- **MATERIAL PROVIDED**:
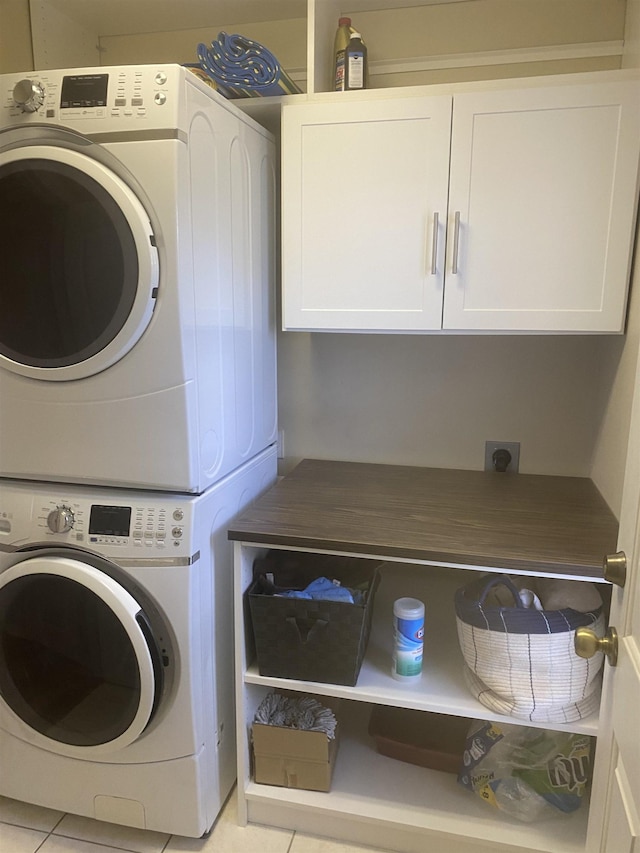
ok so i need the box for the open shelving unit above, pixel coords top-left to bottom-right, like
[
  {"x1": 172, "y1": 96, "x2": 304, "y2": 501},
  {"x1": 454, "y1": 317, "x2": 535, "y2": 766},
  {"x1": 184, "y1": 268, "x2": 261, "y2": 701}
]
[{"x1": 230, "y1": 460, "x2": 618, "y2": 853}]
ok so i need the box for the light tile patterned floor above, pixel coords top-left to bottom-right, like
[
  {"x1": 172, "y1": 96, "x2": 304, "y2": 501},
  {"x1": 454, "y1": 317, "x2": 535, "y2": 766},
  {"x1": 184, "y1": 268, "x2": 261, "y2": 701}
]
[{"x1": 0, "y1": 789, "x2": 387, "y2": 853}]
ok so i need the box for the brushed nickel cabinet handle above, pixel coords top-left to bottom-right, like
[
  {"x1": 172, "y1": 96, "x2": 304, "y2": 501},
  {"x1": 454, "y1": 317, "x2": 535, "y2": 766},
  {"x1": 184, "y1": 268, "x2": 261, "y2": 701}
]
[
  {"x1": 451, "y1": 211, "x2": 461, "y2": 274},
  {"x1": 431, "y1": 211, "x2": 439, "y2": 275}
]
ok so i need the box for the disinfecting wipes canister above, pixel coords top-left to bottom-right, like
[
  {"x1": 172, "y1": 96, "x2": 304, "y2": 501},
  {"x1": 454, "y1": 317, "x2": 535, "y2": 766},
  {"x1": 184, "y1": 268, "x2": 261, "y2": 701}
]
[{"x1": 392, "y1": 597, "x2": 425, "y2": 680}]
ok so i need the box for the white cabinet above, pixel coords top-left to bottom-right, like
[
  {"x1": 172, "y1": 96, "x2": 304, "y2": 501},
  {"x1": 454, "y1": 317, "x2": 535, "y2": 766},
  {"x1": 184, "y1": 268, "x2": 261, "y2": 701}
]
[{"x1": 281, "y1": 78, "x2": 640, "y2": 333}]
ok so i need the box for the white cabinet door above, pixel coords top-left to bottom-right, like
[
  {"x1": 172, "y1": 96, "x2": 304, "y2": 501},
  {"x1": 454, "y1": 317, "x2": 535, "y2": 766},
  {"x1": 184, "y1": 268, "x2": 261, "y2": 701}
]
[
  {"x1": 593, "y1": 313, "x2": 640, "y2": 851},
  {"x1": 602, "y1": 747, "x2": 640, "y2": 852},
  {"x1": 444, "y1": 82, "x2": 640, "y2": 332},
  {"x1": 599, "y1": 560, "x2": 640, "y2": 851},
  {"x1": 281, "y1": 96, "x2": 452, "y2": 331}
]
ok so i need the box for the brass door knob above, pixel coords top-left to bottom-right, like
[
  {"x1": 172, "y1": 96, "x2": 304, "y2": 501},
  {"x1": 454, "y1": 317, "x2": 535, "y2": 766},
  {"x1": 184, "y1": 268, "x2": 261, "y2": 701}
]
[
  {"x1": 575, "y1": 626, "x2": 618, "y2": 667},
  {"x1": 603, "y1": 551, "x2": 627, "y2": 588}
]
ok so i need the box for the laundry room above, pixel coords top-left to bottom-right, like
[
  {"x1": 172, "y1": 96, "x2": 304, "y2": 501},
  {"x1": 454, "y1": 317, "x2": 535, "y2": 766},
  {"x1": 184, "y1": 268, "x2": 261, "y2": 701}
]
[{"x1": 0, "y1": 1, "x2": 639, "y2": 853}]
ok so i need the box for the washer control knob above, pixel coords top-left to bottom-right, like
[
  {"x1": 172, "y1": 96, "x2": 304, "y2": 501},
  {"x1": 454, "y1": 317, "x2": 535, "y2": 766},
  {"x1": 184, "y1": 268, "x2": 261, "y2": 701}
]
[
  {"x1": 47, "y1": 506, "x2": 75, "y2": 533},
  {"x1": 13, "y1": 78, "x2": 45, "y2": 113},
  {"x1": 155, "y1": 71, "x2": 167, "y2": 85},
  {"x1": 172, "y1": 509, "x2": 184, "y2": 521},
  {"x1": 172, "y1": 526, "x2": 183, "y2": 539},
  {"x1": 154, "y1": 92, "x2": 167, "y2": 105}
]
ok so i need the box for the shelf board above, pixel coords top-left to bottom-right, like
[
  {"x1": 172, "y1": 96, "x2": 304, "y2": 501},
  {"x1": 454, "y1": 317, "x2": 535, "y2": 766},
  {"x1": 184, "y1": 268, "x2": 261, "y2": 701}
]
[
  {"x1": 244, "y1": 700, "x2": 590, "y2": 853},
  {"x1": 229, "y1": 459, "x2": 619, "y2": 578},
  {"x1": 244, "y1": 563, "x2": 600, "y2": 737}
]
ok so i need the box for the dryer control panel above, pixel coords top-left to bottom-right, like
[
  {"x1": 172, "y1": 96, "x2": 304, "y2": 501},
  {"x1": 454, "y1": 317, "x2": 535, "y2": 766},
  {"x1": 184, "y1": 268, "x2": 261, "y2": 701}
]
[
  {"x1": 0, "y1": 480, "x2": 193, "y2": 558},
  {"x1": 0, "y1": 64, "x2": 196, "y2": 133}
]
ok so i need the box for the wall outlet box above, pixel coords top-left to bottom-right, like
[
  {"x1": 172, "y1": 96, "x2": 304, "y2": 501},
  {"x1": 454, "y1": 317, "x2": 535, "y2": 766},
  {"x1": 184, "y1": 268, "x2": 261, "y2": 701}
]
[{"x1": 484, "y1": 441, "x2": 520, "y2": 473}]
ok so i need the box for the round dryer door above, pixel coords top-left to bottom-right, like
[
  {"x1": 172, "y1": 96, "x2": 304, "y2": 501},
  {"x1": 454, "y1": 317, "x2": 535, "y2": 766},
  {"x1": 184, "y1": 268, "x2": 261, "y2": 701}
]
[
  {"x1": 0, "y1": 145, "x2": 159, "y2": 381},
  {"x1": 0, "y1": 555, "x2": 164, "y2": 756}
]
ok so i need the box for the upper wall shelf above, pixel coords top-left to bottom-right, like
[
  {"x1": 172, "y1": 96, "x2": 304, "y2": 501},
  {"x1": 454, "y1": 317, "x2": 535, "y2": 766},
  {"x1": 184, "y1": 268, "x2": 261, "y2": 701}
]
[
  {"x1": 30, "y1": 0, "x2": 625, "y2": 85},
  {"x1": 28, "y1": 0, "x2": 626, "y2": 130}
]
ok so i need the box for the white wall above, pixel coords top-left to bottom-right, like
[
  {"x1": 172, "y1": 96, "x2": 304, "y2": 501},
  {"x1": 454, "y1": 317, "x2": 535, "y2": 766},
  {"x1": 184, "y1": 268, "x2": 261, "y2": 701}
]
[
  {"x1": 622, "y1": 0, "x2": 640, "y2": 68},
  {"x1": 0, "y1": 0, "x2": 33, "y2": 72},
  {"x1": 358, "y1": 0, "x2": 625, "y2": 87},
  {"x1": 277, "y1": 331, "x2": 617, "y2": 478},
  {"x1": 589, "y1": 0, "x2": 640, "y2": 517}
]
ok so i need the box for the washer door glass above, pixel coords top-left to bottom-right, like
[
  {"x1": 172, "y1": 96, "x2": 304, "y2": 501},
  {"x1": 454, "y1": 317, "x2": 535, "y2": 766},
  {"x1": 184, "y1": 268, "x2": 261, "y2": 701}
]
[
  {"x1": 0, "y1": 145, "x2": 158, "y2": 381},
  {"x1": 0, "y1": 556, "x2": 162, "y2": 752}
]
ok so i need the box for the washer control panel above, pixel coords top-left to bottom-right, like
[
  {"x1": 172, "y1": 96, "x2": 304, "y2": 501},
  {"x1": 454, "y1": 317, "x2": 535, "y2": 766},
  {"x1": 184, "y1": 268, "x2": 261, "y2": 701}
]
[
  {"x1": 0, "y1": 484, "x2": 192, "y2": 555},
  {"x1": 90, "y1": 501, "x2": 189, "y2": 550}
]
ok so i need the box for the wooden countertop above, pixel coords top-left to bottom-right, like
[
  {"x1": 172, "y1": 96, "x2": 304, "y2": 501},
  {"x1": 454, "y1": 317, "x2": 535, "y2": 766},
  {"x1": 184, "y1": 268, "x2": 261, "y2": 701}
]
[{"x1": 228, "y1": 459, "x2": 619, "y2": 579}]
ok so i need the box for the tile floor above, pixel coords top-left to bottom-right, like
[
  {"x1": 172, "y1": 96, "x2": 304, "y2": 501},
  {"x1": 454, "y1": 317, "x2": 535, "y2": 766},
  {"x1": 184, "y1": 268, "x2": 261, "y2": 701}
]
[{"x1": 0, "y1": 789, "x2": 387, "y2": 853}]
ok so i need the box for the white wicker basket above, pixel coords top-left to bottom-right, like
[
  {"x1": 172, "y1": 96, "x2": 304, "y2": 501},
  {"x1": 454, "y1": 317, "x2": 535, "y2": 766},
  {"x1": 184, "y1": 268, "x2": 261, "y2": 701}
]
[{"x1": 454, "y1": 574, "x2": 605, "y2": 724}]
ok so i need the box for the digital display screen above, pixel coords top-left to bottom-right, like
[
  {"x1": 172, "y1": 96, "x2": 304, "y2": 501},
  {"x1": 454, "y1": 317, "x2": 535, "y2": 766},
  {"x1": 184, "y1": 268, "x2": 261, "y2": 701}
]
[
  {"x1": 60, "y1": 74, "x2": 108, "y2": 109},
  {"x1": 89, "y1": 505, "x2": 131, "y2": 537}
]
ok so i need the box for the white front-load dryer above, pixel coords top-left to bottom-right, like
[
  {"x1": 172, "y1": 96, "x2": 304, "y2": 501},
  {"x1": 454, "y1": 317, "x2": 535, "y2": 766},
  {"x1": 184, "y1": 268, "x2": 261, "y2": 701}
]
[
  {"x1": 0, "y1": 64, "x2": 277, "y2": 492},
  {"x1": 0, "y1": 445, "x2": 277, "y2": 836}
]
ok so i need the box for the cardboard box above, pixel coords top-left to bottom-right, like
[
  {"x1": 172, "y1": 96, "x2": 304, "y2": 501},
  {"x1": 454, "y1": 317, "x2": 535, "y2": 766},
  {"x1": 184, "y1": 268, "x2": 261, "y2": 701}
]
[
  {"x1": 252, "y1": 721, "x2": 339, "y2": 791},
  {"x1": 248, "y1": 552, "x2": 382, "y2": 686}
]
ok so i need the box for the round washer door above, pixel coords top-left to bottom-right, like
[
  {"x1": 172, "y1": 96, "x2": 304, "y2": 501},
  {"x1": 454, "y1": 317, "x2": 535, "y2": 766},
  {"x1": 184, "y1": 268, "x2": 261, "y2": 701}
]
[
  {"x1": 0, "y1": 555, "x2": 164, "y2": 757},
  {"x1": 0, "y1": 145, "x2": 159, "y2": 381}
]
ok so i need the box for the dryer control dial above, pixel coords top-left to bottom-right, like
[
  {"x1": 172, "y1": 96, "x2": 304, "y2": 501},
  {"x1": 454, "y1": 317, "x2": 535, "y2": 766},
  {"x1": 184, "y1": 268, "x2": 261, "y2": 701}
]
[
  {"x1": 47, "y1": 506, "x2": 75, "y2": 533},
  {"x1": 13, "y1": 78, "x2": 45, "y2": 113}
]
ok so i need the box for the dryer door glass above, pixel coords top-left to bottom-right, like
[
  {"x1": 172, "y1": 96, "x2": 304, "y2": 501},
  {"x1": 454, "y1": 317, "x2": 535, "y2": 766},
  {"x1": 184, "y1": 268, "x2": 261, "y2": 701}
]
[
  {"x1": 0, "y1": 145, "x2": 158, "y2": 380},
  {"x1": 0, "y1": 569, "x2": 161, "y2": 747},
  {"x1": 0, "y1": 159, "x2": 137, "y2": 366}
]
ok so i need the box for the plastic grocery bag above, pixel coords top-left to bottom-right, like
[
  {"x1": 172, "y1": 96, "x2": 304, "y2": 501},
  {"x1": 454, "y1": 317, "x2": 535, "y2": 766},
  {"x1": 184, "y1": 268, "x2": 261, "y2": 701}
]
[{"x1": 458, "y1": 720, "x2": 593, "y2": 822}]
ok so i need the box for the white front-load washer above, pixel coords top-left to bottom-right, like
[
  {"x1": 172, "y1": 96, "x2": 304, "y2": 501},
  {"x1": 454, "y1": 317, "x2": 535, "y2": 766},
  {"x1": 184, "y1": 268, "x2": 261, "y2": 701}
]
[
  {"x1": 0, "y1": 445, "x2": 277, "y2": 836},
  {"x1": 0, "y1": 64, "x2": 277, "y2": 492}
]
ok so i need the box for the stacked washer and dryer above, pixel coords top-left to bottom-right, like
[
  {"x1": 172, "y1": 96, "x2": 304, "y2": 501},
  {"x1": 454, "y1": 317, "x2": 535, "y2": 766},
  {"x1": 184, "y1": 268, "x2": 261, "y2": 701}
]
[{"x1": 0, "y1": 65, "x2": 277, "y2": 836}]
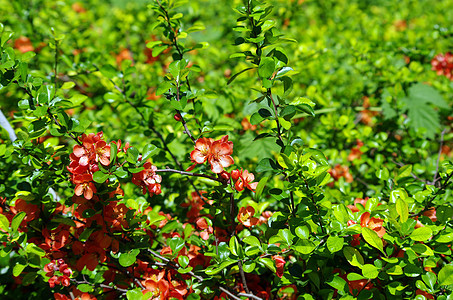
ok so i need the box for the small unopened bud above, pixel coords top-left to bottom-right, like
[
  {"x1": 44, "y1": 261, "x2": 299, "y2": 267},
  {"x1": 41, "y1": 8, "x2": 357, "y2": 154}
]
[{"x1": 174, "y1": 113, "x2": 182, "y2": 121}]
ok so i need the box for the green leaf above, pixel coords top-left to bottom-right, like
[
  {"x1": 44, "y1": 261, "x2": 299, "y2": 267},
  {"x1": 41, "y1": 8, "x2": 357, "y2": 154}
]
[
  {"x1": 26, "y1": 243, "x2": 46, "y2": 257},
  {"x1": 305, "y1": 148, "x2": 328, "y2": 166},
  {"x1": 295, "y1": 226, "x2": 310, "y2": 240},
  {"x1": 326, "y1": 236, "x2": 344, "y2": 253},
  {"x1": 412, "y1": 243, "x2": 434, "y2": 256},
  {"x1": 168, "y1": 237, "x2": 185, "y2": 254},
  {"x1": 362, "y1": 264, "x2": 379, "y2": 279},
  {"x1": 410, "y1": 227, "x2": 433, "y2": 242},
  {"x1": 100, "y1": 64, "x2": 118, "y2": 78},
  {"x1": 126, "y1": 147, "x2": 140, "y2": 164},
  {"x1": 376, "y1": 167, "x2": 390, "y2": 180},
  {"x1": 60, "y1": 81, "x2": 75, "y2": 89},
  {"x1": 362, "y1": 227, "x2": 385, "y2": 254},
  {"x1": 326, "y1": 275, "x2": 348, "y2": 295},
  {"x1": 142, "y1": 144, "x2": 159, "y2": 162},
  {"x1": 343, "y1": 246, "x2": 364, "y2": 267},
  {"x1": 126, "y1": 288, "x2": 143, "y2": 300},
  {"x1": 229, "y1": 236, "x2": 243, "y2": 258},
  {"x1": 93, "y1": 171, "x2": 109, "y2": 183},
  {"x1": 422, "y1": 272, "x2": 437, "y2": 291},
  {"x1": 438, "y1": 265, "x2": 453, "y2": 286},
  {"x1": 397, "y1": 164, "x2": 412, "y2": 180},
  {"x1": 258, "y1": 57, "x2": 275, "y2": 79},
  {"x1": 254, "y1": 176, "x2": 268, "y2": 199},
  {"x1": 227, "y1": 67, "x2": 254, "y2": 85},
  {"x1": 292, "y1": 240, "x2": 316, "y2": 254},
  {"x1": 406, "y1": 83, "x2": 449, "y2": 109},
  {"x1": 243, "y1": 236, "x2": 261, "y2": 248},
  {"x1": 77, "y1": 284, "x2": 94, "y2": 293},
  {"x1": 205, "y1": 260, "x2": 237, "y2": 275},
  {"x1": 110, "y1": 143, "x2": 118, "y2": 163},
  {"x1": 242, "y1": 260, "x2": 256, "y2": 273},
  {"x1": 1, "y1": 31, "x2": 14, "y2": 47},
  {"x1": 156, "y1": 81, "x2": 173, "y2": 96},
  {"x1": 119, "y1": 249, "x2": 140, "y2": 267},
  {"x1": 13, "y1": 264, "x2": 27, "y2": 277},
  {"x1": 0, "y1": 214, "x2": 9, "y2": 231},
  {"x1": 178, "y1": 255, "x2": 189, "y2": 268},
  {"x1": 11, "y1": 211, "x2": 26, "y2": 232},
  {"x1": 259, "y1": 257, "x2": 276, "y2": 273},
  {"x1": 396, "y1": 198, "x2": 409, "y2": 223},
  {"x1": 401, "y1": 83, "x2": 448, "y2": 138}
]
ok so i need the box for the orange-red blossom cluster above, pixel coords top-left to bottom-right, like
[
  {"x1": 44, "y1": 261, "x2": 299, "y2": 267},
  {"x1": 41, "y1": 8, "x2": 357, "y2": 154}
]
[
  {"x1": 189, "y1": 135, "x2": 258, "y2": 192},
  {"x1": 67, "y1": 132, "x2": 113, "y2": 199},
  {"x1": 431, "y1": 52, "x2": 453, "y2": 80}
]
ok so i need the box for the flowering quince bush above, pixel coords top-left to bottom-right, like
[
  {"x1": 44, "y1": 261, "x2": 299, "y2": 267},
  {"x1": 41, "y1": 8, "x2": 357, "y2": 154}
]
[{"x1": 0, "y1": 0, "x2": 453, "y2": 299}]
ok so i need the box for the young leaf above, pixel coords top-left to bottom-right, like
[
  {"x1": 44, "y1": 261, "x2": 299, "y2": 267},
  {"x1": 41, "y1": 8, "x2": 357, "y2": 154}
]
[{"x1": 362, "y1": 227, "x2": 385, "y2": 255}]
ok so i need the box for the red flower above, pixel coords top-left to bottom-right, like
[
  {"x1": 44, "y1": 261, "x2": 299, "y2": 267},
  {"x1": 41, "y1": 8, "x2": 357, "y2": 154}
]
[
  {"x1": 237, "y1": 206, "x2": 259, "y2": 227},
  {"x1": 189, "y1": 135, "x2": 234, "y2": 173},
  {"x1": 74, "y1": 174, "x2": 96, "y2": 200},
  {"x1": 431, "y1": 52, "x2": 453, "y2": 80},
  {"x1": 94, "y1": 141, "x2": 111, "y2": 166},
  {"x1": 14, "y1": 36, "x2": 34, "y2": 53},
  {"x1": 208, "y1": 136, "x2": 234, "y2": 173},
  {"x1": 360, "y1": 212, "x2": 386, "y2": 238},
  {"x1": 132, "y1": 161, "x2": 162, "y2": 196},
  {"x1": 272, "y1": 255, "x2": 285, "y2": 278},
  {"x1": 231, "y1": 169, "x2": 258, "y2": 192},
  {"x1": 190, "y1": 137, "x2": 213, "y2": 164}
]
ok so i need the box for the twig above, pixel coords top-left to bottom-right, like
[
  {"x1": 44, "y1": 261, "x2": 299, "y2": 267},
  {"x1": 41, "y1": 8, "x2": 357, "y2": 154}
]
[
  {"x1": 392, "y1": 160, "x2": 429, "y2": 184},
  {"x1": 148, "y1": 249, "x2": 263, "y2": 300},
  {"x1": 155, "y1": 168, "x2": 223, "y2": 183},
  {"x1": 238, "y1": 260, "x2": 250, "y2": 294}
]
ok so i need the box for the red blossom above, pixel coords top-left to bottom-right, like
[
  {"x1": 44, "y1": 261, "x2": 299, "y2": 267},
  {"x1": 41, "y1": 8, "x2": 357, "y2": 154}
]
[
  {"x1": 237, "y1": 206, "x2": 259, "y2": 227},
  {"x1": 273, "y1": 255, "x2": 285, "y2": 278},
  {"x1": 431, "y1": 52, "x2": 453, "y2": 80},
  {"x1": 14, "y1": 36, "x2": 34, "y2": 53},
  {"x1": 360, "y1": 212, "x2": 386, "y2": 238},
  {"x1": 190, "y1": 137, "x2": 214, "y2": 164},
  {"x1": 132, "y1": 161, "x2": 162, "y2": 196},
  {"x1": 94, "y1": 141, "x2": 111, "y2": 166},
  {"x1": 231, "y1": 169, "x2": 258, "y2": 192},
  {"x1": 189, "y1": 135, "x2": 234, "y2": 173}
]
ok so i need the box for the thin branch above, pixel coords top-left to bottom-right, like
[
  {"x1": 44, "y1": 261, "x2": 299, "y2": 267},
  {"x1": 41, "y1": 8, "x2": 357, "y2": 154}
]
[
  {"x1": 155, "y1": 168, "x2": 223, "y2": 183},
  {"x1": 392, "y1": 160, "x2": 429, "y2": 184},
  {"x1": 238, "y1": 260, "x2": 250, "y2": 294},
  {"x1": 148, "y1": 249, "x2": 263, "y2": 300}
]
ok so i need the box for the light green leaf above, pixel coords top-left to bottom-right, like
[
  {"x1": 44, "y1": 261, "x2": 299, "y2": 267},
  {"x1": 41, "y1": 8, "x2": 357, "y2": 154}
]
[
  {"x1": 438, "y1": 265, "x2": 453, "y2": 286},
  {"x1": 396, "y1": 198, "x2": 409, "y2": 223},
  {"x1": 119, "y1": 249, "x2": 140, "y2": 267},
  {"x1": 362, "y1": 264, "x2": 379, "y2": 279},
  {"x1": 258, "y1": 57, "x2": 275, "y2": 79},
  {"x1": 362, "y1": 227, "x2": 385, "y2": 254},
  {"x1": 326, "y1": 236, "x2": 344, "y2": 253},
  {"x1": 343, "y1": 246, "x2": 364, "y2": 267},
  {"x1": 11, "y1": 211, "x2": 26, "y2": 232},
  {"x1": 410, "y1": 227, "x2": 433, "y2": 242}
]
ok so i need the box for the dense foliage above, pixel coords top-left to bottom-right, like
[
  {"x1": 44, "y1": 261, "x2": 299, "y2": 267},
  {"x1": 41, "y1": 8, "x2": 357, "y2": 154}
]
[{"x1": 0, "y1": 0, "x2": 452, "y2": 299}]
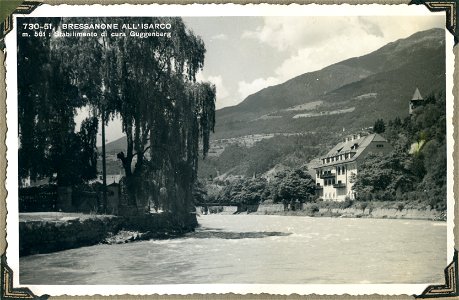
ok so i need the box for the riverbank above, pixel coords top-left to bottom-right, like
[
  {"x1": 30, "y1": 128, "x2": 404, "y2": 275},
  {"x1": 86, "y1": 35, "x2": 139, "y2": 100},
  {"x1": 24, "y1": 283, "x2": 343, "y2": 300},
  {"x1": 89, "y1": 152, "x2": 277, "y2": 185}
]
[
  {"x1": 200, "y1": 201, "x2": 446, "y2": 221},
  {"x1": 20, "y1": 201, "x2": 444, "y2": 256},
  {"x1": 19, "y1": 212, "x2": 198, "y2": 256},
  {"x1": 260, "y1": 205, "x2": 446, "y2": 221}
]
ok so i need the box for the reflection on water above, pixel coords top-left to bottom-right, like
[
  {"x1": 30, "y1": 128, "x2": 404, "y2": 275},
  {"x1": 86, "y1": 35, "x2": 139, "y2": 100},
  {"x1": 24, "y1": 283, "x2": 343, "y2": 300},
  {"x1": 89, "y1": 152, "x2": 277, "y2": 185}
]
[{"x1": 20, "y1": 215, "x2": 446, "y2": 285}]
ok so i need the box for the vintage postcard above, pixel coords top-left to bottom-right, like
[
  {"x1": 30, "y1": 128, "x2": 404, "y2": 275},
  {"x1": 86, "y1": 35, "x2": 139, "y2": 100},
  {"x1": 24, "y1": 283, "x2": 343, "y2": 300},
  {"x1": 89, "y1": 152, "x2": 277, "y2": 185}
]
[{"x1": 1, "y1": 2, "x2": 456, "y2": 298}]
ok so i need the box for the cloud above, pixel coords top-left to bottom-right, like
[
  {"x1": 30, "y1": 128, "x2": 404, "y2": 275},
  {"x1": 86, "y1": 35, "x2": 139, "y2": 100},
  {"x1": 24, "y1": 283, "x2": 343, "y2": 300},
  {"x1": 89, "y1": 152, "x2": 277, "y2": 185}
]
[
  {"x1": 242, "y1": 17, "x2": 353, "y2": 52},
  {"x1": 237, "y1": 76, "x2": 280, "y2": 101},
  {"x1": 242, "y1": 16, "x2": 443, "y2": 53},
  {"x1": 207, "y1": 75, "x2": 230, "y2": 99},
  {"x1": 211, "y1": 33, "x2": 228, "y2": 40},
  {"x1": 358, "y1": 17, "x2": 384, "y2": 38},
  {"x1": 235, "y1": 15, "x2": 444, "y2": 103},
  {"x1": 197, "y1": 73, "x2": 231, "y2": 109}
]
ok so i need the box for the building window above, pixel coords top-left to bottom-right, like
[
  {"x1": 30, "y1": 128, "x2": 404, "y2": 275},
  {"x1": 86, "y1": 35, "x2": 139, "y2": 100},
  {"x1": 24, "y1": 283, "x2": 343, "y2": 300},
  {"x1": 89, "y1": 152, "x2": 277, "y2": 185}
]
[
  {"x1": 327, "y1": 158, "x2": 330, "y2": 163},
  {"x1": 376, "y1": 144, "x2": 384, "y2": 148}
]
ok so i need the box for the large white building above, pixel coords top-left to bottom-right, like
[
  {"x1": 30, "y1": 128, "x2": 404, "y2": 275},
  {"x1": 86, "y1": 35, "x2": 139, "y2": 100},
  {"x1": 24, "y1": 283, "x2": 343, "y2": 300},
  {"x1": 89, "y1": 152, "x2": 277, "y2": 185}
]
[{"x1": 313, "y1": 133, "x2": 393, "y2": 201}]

- **WHAT IS BEING ASKED**: Each line in the listing above that contains "door" should be copied.

- **SOLUTION FOR THIS EXERCISE**:
ok so i need the box for the white cabinet door above, pixel coords top-left to bottom-right, like
ok so i need the box for the brass door knob above, pixel coords top-left to bottom-right, like
ok so i need the box for the round dryer door above, pixel coords top-left to bottom-right, like
ok so i need the box for the washer door glass above, pixel coords top-left to bottom-right, like
ok so i need the box for the round washer door above, pixel coords top-left to bottom-right, like
ok so i need the box for the dryer door glass above, pixel coords top-left to bottom-right, like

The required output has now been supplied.